Give back only the lines from the one with "TARGET: raw minced beef" through the last line of the data, exactly as they appear.

=== Information provided ===
++++++++++
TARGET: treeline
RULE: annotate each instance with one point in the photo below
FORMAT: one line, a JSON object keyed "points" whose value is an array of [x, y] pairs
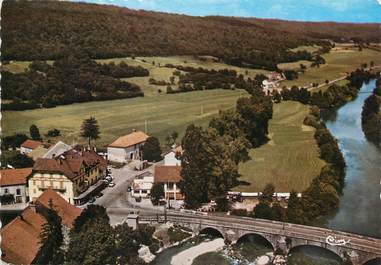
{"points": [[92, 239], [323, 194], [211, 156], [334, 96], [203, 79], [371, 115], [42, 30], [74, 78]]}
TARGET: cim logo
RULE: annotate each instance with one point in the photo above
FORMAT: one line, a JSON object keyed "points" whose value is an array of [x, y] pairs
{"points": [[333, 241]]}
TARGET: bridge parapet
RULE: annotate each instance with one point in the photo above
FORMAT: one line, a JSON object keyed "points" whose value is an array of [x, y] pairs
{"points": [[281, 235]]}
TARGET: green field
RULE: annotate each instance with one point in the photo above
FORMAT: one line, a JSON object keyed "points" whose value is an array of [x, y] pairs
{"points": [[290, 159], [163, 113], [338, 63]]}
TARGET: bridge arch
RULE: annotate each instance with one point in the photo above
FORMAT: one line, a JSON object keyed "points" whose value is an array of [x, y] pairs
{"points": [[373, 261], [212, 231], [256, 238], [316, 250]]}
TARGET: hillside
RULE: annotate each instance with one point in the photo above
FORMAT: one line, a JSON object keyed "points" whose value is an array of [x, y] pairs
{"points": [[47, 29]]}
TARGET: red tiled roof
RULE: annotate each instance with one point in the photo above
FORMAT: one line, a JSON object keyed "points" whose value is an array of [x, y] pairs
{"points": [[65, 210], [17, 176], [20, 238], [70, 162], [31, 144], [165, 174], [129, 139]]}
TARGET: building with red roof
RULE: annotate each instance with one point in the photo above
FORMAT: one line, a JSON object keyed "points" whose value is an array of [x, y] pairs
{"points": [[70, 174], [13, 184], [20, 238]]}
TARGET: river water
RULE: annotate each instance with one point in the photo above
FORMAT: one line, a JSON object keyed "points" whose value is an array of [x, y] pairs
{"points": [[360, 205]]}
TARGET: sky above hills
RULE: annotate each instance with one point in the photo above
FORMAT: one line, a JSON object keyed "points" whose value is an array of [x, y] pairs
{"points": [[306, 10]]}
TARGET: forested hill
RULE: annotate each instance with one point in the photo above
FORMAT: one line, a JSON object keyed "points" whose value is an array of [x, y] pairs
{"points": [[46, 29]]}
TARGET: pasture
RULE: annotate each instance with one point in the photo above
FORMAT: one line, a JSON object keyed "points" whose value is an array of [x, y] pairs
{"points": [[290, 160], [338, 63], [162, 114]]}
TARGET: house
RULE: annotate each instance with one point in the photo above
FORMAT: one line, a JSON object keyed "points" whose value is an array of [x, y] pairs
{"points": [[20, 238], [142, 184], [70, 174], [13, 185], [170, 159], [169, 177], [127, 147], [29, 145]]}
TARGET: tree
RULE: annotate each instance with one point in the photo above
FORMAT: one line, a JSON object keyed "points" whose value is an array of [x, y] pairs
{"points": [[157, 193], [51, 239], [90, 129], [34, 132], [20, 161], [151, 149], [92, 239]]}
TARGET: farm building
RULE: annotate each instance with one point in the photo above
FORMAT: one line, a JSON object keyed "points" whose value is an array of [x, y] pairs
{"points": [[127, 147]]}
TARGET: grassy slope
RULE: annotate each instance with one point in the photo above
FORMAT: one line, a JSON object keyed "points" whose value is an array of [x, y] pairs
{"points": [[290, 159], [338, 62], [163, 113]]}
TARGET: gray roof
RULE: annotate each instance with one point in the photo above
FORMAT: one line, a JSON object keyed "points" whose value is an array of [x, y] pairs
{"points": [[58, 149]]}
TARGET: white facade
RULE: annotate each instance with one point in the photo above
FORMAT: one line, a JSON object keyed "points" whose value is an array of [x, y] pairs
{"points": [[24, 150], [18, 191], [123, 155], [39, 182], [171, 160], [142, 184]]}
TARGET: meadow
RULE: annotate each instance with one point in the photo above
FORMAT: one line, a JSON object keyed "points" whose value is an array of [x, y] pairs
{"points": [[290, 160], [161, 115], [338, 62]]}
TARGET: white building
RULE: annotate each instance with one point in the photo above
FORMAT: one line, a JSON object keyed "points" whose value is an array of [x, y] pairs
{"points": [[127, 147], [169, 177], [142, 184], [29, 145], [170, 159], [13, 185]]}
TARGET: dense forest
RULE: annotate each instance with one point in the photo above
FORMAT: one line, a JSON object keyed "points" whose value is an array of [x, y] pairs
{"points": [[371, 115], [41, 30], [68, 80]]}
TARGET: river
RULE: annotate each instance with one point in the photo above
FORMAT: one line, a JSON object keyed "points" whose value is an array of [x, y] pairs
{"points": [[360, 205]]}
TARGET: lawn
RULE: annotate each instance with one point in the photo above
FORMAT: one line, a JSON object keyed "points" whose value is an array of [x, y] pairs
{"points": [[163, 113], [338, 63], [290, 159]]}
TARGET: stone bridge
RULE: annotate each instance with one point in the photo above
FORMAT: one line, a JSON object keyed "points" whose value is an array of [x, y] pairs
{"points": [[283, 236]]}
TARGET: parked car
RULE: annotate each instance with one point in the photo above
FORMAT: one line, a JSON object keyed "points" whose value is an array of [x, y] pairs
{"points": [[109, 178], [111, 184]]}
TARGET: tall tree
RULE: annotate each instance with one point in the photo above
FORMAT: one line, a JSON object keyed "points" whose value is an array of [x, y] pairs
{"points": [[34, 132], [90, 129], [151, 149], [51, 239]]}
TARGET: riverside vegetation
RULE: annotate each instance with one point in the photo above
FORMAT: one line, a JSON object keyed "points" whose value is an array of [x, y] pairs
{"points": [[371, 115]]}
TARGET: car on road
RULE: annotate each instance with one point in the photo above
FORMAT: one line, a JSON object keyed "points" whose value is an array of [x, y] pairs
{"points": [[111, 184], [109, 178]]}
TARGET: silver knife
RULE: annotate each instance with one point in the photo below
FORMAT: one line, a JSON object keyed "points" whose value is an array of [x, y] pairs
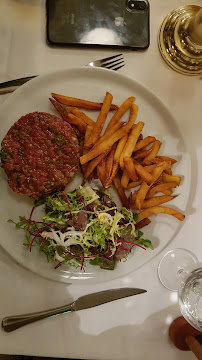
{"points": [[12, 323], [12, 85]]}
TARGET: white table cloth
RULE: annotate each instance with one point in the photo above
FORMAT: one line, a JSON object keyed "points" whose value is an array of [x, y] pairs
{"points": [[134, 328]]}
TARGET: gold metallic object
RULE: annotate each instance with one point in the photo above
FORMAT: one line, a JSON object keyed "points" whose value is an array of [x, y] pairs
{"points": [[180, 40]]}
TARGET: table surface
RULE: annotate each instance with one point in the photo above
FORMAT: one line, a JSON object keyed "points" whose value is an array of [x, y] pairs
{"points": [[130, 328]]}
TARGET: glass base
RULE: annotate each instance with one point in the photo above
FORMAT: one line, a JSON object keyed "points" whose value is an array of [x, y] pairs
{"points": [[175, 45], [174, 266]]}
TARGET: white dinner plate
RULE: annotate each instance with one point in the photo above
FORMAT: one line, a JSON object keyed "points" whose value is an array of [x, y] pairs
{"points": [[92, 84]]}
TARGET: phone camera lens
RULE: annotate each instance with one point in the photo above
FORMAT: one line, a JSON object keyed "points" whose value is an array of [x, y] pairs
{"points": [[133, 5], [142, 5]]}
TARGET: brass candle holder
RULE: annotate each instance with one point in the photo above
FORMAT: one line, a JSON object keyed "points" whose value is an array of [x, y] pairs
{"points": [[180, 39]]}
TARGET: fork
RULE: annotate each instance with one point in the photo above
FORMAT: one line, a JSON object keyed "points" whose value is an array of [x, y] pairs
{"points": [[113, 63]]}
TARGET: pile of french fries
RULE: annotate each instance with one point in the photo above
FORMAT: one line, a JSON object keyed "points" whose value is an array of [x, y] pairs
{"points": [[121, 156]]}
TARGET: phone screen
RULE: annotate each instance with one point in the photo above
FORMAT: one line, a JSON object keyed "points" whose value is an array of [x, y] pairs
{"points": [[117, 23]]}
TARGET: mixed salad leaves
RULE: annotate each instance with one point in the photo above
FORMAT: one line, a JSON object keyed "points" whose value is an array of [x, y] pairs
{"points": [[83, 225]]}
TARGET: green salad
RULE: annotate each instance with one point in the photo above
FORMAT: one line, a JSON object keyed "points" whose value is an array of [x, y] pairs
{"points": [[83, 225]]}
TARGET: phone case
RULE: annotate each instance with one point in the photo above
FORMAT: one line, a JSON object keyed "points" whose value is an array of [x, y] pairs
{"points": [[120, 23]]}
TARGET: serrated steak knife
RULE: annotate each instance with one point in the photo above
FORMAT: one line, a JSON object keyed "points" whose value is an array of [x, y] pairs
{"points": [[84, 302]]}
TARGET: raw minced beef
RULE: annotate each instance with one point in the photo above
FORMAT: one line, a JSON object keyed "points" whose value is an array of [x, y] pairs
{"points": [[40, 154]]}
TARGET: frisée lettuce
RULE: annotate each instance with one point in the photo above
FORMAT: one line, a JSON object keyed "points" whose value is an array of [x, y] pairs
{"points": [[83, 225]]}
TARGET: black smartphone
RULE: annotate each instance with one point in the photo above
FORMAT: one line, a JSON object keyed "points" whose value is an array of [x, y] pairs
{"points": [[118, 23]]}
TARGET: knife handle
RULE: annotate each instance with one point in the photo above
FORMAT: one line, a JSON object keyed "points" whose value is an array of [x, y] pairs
++++++++++
=== Response ===
TARGET: raw minced beef
RULE: annotate each instance with one point in the photo above
FORMAT: one line, a JSON object keyed "points" whose value is an array of [x, y] pairs
{"points": [[40, 154]]}
TARGET: frisée lettuce
RULE: annotate each instance with one point in the photo above
FORMAT: one line, a JSON object keyed "points" whose value is an array of [x, y] pairs
{"points": [[83, 225]]}
TARGET: black smartphone
RULE: annotate each instance with one point in the photo above
FORMAT: one line, a JSON object keyed "points" whose value is an array of [x, y] pairs
{"points": [[118, 23]]}
TARGET: knife handle
RULE: annotate each instance with one point in the photo above
FORMAT: one line, a JSON object keyed "points" whose value is an array of [x, y] pairs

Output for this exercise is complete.